▶ _Extract to read_:
↓

AWK Cheatsheet - NexusCS

Getting started

Introduction

AWK processes text files line by line, splitting each line into fields. It's ideal for data extraction, reporting, and transformation tasks.

Basic Syntax

awk 'pattern { action }' file.txt

# Print entire file
awk '{ print }' file.txt

# Print specific fields
awk '{ print $1, $3 }' file.txt

# With pattern matching
awk '/error/ { print $0 }' log.txt

Quick Examples

# Sum first column
awk '{ sum += $1 } END { print sum }' data.txt

# Print line numbers
awk '{ print NR, $0 }' file.txt

# Filter by condition
awk '$3 > 100 { print $1, $3 }' data.txt

# Change field separator
awk -F: '{ print $1, $7 }' /etc/passwd

Command Line Options

Option	Description
`-F fs`	Set field separator
`-v var=val`	Set variable
`-f file`	Read program from file
`--`	Signal end of options

# Custom field separator
awk -F, '{ print $1 }' data.csv

# Set variable
awk -v name="John" '$1 == name' people.txt

# Read from script file
awk -f script.awk data.txt

Built-in Variables

Field Variables

Variable	Description
`$0`	Entire line
`$1, $2, ...`	Field 1, field 2, etc.
`$NF`	Last field
`$(NF-1)`	Second to last field

# Print first and last fields
awk '{ print $1, $NF }' file.txt

# Print entire line
awk '{ print $0 }' file.txt

# Print second to last
awk '{ print $(NF-1) }' file.txt

Record Variables

Variable	Description
`NR`	Current record number
`NF`	Number of fields
`FNR`	Record number in current file
`FILENAME`	Current filename

# Print line numbers
awk '{ print NR, $0 }' file.txt

# Print number of fields per line
awk '{ print NF }' file.txt

# Print filename and line
awk '{ print FILENAME, FNR, $0 }' *.txt

Separator Variables

Variable	Description
`FS`	Input field separator (default: space)
`OFS`	Output field separator (default: space)
`RS`	Input record separator (default: newline)
`ORS`	Output record separator (default: newline)

↑

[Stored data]
↓

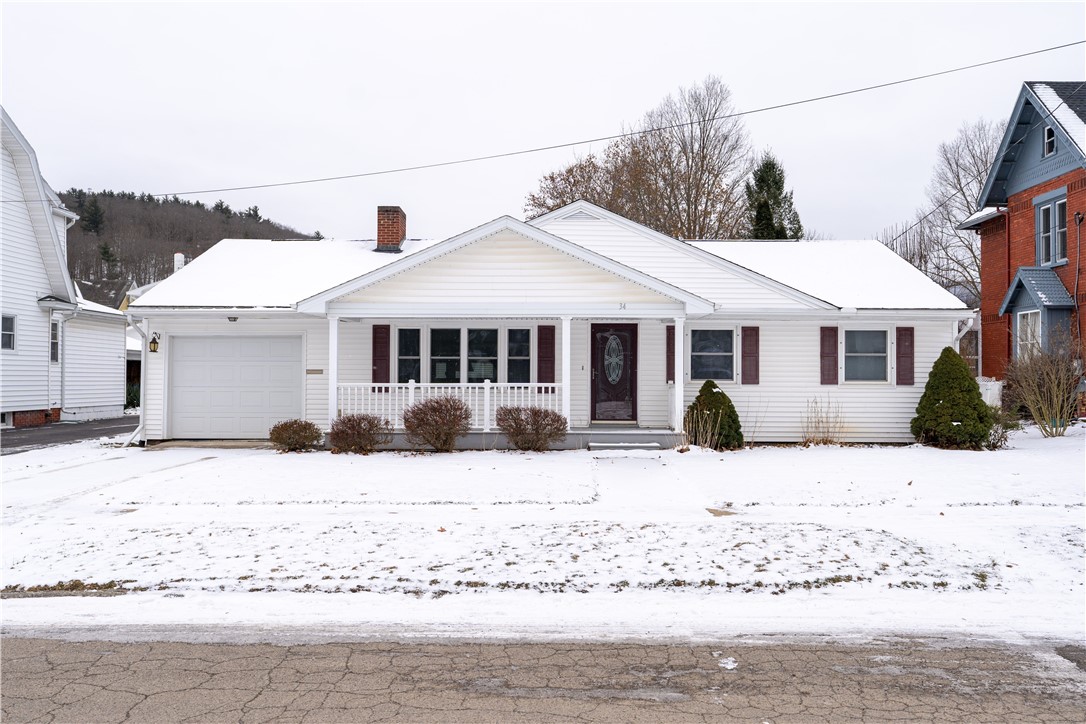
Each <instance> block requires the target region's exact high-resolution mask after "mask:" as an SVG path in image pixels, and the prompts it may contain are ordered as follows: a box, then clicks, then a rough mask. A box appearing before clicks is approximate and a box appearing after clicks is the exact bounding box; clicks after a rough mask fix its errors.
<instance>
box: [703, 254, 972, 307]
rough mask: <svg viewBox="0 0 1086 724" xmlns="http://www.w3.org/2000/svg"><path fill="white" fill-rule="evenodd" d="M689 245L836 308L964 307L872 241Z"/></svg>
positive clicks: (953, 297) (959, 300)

↑
↓

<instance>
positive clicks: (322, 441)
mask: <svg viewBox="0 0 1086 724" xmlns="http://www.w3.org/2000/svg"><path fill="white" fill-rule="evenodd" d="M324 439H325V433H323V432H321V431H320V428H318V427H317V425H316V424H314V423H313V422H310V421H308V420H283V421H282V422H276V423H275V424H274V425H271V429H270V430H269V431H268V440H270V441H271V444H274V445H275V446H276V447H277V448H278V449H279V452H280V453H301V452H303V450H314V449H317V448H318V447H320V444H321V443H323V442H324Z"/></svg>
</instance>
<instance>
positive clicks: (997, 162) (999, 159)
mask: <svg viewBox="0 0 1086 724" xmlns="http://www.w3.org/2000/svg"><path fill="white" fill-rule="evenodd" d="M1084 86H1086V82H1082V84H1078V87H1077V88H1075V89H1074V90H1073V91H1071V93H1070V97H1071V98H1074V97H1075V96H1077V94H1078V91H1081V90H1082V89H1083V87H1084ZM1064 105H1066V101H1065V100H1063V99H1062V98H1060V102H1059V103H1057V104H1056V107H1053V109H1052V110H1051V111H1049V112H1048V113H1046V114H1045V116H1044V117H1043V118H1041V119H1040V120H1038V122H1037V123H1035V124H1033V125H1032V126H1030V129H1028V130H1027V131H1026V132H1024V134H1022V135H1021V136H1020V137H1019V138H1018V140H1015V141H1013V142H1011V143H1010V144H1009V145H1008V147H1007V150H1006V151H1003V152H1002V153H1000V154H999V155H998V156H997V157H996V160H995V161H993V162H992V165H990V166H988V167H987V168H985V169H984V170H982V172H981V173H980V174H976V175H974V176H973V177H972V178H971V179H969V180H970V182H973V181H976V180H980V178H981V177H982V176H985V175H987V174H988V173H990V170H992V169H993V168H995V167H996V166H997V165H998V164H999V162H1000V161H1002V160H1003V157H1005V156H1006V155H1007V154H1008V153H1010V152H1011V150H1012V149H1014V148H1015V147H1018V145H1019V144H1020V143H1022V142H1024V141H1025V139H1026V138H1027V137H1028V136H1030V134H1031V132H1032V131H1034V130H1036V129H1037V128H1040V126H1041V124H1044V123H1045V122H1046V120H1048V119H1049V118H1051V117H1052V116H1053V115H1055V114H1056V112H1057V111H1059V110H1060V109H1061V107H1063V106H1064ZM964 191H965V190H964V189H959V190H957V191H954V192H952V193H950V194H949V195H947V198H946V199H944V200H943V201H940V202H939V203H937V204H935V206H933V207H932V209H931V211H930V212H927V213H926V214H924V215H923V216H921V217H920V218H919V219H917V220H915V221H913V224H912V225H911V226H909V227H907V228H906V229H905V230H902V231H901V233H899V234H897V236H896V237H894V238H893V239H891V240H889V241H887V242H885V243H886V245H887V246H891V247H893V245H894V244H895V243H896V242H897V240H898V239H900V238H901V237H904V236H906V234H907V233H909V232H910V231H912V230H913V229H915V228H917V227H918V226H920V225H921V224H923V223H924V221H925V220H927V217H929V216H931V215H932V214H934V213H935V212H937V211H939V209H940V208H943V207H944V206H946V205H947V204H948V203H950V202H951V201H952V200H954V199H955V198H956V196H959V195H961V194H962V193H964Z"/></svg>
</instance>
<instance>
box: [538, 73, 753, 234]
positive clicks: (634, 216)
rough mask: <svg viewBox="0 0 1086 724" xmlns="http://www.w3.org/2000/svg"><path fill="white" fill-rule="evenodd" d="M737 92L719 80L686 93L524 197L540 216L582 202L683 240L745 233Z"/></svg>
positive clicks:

↑

▶ _How to complete this task_:
According to the AWK cheatsheet, which command-line option tells AWK to read its program from a file?

▶ _Written response_:
The `-f file` option.